Nothing gains quite as much attention as the word ‘free’, but make sure your business complies with the law or it could end up costing you.
Who doesn’t love a good freebie?
Running competitions, trade promotions and events can be a great way to increase market awareness and encourage good will in your brand.
However, you may need to comply with certain laws, depending on the type of promotion you are running, and where and how you are running the promotion.
Games of skill
Whilst there are exceptions, the general rule is that, competitions that are considered a ‘game of skill’ where entrants are judged on their ‘best’ written answer or required use their own skill or ability to win do not require a permit in Australia. Some examples of these include:
- “Tell us in 25 words or less why…”
- “The most unusual photograph will win…”
- “Test your skill at our arcade/bowling game/claw machine…”
For example, popular makeup retailer Mecca Maxima recently had lines of people waiting to try their ‘skill’ at their in-store claw machines filled with free miniature makeup products.

▸ Material provided
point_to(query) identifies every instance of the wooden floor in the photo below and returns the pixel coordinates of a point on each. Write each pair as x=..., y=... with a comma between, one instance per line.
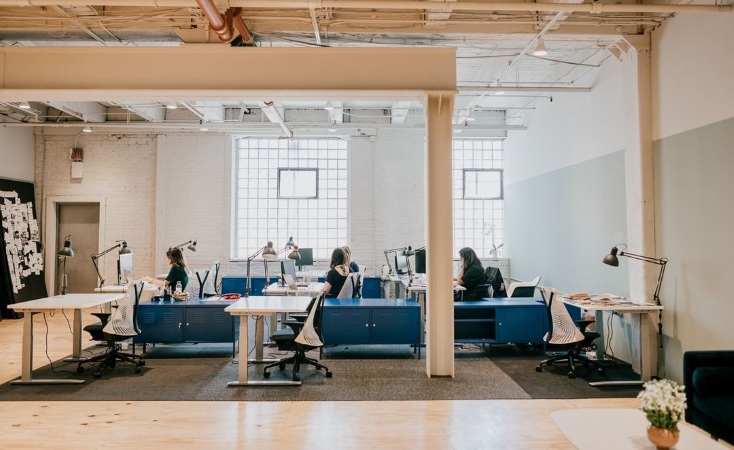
x=495, y=424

▸ Short problem A
Reproduce, word for word, the part of the promotions text that begins at the words "Running competitions, trade" and stops after the words "running the promotion.".
▸ Short problem B
Write the next part of the text on running promotions and competitions, picking up after its final sentence.

▸ Exercise result A
Running competitions, trade promotions and events can be a great way to increase market awareness and encourage good will in your brand.
However, you may need to comply with certain laws, depending on the type of promotion you are running, and where and how you are running the promotion.

▸ Exercise result B
Games of chance
Things get a little trickier when it comes to games of chance. These are competitions where winning is completely left to luck, such as:
- “Share/follow us/tag a friend to enter…”
- “Sign up to our newsletter for a chance to win…”
- “Buy our product for an entry…”
These are often considered ‘trade promotions’ and a permit may be required depending on the state the promotion is offered in and the value of your prize offerings.
Even if a permit is not required, almost every state requires that you comply with a number of general terms and conditions specified in state-based legislation. Failure to comply with these requirements can result in thousands of dollars in penalties.
Terms and Conditions
Whether you are running a game of skill or game of chance, we recommend that you have clear, well-drafted terms and conditions for each competition. A robust set of terms and conditions can cover off what happens if things don’t turn out quite as planned and can assist in managing the risks associated with running competitions.
Some particularly important clauses are the eligibility and disqualification clauses. You should always have a way to filter out participants who break the rules – having clear terms will support your case if a complaint is made against you.
Social media platforms and advertising
It is always essential to consider the medium in which you are advertising your competitions. Different platforms, such as Facebook and Instagram, have their own competition rules and guidelines with which you must comply.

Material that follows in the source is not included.